Records excerpted from a collection:
★ ★ ★
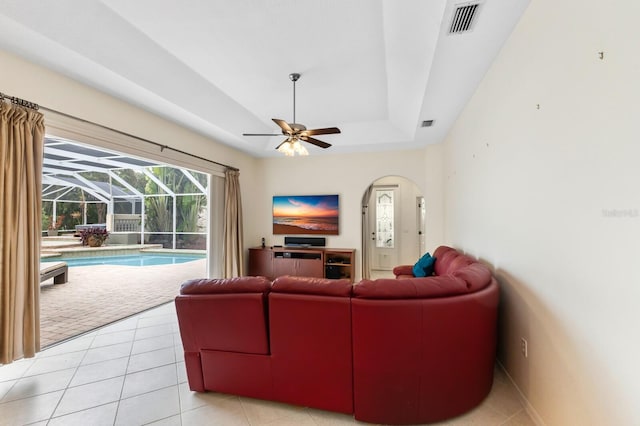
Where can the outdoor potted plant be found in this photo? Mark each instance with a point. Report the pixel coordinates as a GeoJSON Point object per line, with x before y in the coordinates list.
{"type": "Point", "coordinates": [93, 236]}
{"type": "Point", "coordinates": [52, 229]}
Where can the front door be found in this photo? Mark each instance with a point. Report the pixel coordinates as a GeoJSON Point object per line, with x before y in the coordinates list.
{"type": "Point", "coordinates": [385, 247]}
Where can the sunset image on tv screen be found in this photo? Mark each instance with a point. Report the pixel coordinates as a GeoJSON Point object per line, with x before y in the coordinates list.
{"type": "Point", "coordinates": [305, 214]}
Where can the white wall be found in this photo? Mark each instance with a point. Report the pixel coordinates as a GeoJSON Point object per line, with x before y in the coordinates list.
{"type": "Point", "coordinates": [541, 182]}
{"type": "Point", "coordinates": [349, 176]}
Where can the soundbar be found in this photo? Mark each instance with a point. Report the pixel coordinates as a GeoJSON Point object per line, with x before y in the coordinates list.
{"type": "Point", "coordinates": [305, 241]}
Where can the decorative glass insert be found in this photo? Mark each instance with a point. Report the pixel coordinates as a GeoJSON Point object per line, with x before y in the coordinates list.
{"type": "Point", "coordinates": [384, 218]}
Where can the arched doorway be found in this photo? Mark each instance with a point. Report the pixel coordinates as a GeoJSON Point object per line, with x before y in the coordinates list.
{"type": "Point", "coordinates": [393, 212]}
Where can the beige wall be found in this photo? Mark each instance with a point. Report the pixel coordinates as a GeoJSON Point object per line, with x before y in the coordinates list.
{"type": "Point", "coordinates": [541, 182]}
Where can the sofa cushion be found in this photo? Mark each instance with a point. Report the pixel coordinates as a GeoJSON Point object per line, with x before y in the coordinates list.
{"type": "Point", "coordinates": [404, 271]}
{"type": "Point", "coordinates": [424, 266]}
{"type": "Point", "coordinates": [410, 288]}
{"type": "Point", "coordinates": [443, 264]}
{"type": "Point", "coordinates": [309, 285]}
{"type": "Point", "coordinates": [226, 285]}
{"type": "Point", "coordinates": [476, 276]}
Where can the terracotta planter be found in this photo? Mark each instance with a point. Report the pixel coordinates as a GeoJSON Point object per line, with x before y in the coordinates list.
{"type": "Point", "coordinates": [94, 242]}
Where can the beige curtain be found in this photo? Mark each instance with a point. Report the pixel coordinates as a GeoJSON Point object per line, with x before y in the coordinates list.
{"type": "Point", "coordinates": [233, 250]}
{"type": "Point", "coordinates": [21, 145]}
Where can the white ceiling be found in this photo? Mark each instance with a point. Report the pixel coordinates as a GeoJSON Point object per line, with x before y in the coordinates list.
{"type": "Point", "coordinates": [374, 68]}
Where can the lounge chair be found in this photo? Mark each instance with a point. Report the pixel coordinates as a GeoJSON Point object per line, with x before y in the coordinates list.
{"type": "Point", "coordinates": [59, 271]}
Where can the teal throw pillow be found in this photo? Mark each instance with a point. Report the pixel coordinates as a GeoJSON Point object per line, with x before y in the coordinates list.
{"type": "Point", "coordinates": [424, 266]}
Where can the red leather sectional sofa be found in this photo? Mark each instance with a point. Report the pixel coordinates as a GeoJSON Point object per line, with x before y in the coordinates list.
{"type": "Point", "coordinates": [394, 351]}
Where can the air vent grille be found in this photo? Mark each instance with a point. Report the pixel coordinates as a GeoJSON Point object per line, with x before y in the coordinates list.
{"type": "Point", "coordinates": [463, 18]}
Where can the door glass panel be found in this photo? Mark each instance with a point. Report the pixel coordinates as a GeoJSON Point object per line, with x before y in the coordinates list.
{"type": "Point", "coordinates": [384, 218]}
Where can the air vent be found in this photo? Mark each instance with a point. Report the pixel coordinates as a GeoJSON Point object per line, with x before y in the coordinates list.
{"type": "Point", "coordinates": [463, 18]}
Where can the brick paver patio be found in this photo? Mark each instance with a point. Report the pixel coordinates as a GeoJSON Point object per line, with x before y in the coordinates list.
{"type": "Point", "coordinates": [98, 295]}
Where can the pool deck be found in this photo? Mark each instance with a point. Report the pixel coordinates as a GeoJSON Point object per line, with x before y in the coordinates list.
{"type": "Point", "coordinates": [98, 295]}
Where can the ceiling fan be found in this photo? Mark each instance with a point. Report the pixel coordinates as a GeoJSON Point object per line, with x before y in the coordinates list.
{"type": "Point", "coordinates": [296, 132]}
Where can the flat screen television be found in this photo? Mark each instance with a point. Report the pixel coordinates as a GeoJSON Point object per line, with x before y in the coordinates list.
{"type": "Point", "coordinates": [305, 214]}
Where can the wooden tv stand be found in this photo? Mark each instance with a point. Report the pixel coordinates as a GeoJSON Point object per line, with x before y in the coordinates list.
{"type": "Point", "coordinates": [318, 262]}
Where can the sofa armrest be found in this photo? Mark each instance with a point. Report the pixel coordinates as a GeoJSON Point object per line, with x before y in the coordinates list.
{"type": "Point", "coordinates": [226, 285]}
{"type": "Point", "coordinates": [309, 285]}
{"type": "Point", "coordinates": [403, 270]}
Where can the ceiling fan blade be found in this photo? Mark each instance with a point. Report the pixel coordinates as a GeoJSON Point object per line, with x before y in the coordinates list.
{"type": "Point", "coordinates": [282, 143]}
{"type": "Point", "coordinates": [316, 142]}
{"type": "Point", "coordinates": [283, 125]}
{"type": "Point", "coordinates": [326, 131]}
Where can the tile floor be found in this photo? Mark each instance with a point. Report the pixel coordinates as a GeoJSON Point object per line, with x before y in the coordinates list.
{"type": "Point", "coordinates": [132, 373]}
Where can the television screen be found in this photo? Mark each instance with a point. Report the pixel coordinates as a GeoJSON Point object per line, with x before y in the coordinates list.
{"type": "Point", "coordinates": [305, 214]}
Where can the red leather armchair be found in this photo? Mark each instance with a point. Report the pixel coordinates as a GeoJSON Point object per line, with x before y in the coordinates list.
{"type": "Point", "coordinates": [287, 341]}
{"type": "Point", "coordinates": [424, 348]}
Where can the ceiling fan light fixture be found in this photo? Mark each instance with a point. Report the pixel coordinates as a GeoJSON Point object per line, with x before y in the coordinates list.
{"type": "Point", "coordinates": [291, 147]}
{"type": "Point", "coordinates": [298, 148]}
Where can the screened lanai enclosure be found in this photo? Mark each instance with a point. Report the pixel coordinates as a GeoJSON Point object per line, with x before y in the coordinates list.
{"type": "Point", "coordinates": [137, 201]}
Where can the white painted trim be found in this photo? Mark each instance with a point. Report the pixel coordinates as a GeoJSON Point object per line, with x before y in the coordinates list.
{"type": "Point", "coordinates": [531, 411]}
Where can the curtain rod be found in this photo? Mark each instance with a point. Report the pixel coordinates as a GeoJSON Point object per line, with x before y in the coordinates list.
{"type": "Point", "coordinates": [19, 101]}
{"type": "Point", "coordinates": [36, 107]}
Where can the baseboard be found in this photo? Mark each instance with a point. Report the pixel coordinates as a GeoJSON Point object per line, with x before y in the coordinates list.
{"type": "Point", "coordinates": [537, 419]}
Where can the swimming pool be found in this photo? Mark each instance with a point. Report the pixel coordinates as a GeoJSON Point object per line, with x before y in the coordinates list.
{"type": "Point", "coordinates": [141, 259]}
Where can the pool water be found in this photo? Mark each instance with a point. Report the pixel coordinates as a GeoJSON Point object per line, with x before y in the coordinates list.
{"type": "Point", "coordinates": [146, 259]}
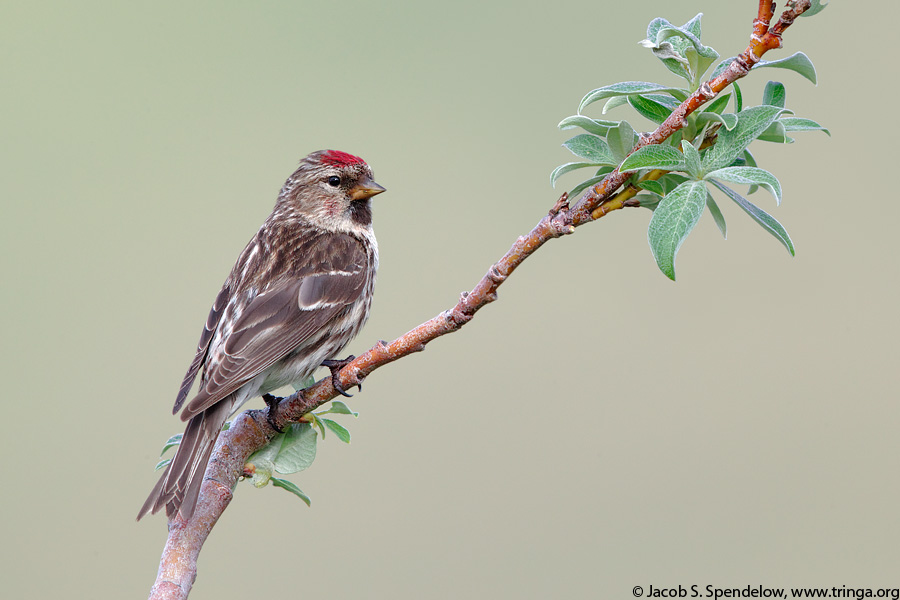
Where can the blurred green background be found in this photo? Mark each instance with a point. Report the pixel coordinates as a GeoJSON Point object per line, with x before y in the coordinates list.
{"type": "Point", "coordinates": [596, 429]}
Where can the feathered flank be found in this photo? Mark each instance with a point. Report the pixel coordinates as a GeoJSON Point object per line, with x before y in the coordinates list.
{"type": "Point", "coordinates": [298, 293]}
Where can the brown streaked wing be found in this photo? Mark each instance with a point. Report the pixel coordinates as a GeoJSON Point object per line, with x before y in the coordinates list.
{"type": "Point", "coordinates": [212, 322]}
{"type": "Point", "coordinates": [281, 318]}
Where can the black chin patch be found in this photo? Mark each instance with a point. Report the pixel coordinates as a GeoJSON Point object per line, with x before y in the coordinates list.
{"type": "Point", "coordinates": [361, 212]}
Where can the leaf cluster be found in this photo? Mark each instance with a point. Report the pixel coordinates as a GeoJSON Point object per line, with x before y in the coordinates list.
{"type": "Point", "coordinates": [289, 452]}
{"type": "Point", "coordinates": [674, 179]}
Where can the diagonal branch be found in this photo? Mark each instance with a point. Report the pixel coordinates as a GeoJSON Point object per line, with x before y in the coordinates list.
{"type": "Point", "coordinates": [251, 431]}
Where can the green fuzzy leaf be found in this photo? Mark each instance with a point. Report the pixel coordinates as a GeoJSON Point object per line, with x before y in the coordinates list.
{"type": "Point", "coordinates": [298, 449]}
{"type": "Point", "coordinates": [797, 62]}
{"type": "Point", "coordinates": [289, 486]}
{"type": "Point", "coordinates": [749, 176]}
{"type": "Point", "coordinates": [651, 185]}
{"type": "Point", "coordinates": [718, 217]}
{"type": "Point", "coordinates": [670, 181]}
{"type": "Point", "coordinates": [595, 126]}
{"type": "Point", "coordinates": [718, 105]}
{"type": "Point", "coordinates": [691, 159]}
{"type": "Point", "coordinates": [621, 140]}
{"type": "Point", "coordinates": [751, 123]}
{"type": "Point", "coordinates": [592, 148]}
{"type": "Point", "coordinates": [673, 220]}
{"type": "Point", "coordinates": [625, 88]}
{"type": "Point", "coordinates": [775, 94]}
{"type": "Point", "coordinates": [339, 408]}
{"type": "Point", "coordinates": [613, 103]}
{"type": "Point", "coordinates": [729, 120]}
{"type": "Point", "coordinates": [765, 220]}
{"type": "Point", "coordinates": [680, 49]}
{"type": "Point", "coordinates": [566, 168]}
{"type": "Point", "coordinates": [776, 133]}
{"type": "Point", "coordinates": [654, 156]}
{"type": "Point", "coordinates": [338, 429]}
{"type": "Point", "coordinates": [816, 6]}
{"type": "Point", "coordinates": [171, 442]}
{"type": "Point", "coordinates": [648, 200]}
{"type": "Point", "coordinates": [799, 124]}
{"type": "Point", "coordinates": [654, 107]}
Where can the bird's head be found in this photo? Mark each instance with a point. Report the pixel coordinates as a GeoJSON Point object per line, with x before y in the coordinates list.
{"type": "Point", "coordinates": [331, 189]}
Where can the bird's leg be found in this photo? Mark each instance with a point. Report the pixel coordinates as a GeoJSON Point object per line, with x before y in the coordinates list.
{"type": "Point", "coordinates": [335, 366]}
{"type": "Point", "coordinates": [272, 413]}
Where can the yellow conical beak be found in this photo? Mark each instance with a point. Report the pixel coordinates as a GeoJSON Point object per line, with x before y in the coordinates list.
{"type": "Point", "coordinates": [365, 189]}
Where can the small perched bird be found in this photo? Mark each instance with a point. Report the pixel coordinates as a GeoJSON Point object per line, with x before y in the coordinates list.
{"type": "Point", "coordinates": [299, 292]}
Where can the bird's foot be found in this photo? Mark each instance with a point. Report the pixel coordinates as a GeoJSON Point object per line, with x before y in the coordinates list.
{"type": "Point", "coordinates": [272, 413]}
{"type": "Point", "coordinates": [335, 366]}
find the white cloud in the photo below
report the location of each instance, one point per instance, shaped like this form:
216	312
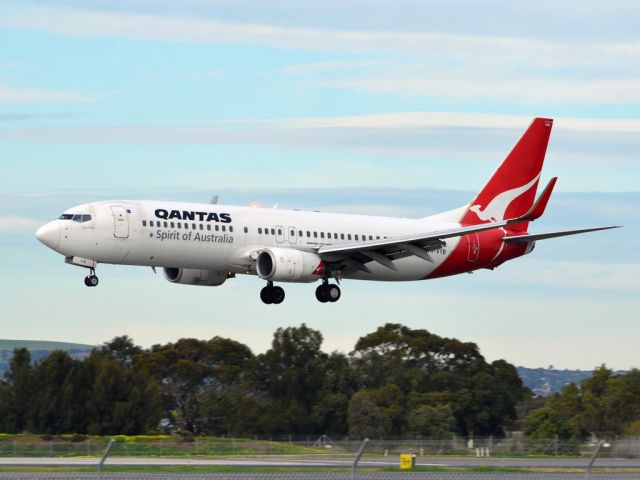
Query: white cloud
9	225
447	66
9	94
157	27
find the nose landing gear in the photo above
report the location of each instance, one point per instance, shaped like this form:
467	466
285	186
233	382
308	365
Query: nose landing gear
91	280
328	292
271	294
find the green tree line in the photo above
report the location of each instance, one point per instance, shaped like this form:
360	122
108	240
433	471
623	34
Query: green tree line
604	405
396	381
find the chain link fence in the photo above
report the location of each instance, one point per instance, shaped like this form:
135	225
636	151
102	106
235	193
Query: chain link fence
29	446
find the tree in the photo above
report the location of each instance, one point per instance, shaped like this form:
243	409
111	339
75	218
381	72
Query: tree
366	419
292	373
432	422
20	378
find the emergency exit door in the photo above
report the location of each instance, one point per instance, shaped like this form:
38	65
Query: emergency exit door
120	222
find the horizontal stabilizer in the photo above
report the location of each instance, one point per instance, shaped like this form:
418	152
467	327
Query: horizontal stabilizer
543	236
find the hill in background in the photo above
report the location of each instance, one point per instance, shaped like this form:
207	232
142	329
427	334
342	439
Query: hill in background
39	350
545	381
541	381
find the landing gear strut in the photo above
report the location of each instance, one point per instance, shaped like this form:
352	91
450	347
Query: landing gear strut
91	280
271	294
328	292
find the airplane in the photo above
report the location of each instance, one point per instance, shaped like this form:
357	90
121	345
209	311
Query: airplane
207	244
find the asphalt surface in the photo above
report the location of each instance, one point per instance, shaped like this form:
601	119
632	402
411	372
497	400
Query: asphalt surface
320	476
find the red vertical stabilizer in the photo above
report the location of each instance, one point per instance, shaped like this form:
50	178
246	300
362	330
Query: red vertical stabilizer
511	191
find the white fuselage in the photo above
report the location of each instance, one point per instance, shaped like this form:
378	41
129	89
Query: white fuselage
225	238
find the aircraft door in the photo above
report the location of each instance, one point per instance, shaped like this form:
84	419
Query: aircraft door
293	234
279	234
473	243
120	222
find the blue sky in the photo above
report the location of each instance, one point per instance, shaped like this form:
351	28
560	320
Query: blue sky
400	108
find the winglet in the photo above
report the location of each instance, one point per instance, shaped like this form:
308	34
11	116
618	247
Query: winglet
537	209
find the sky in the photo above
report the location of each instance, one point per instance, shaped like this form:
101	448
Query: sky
400	108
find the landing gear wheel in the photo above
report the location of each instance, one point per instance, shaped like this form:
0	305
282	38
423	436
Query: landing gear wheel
328	293
333	293
277	295
266	295
321	294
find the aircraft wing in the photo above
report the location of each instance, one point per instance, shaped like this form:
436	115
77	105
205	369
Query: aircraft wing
384	251
543	236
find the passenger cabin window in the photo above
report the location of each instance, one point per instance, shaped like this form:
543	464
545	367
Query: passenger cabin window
80	218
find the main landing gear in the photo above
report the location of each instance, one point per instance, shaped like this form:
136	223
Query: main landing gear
328	292
271	294
91	280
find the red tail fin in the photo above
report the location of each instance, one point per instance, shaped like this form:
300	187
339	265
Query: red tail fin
511	190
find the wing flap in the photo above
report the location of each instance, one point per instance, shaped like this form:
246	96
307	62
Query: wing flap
544	236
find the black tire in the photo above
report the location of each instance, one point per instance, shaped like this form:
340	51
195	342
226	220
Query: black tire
266	295
321	294
277	295
333	293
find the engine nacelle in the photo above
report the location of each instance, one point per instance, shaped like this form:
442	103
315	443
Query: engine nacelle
190	276
289	265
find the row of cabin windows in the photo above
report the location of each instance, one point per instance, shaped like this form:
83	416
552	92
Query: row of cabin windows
335	236
265	231
185	225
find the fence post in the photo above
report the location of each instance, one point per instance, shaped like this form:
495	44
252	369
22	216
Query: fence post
593	457
357	459
105	454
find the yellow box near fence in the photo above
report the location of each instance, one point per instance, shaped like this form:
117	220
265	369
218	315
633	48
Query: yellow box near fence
406	461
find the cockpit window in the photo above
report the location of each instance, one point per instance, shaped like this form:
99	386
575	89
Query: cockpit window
80	218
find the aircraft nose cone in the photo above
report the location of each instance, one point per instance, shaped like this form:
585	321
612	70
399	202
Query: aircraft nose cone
49	234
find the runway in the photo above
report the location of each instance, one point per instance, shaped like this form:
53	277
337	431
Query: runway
296	462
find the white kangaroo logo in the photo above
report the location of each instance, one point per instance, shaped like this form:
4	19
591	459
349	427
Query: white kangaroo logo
496	209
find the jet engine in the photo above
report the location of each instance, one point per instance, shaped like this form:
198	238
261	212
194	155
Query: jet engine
289	265
190	276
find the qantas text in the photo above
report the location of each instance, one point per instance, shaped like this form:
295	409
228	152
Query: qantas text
★ ★ ★
**TASK BRIEF**
Repeat only the stretch of lines starting at the one containing "find the black tire in the photo above" and running to the final line of the entries above.

**RESULT OF THE TASK**
find the black tire in the photo above
report the location of each instance, one point per instance, shaped like this form:
340	51
195	342
226	220
Query: black tire
266	295
321	294
277	295
333	293
find the engine nacelle in the photo above
report the location of each instance, one point per instance, shaped like this form:
442	103
315	443
Query: engine nacelle
190	276
289	265
find the row of cabin windows in the photo above
report the location of each instance, one point per instance, shaped like this form:
83	416
552	92
Query: row of cabin windows
335	236
265	231
185	225
find the fence post in the photo above
report the location of each instance, one point per instance, shaped like this form:
495	44
252	369
22	216
Query: fence post
593	457
357	459
105	454
find the yellow box near fence in the photo above
report the location of each instance, one point per instance, shaped like this form:
117	220
265	369
218	315
633	48
Query: yellow box near fence
406	461
find the cockpit window in the photo above
report the location of each instance, one point per instance, shaped like this form:
99	386
575	89
Query: cockpit window
80	218
find the aircraft nose cone in the photo above
report the location of each instance, one point per instance, shaped like this form:
585	321
612	70
399	202
Query: aircraft nose cone
49	234
find the runway in the photo above
report the location of each instance, one point per instance, shaped like this form:
53	277
337	431
Query: runway
296	462
find the white kangaroo logo in the photo above
report the location of each instance, one point per instance, shaped like this form:
4	19
591	459
349	427
Query: white kangaroo logo
496	209
find the jet engine in the photo above
report the location of each instance, one point per instance, shaped like this form:
198	238
261	212
194	155
Query: jet engine
289	265
190	276
find the qantas text in the photo above
report the location of each instance, one point per instance, shaped like this form:
295	409
228	152
Query: qantas text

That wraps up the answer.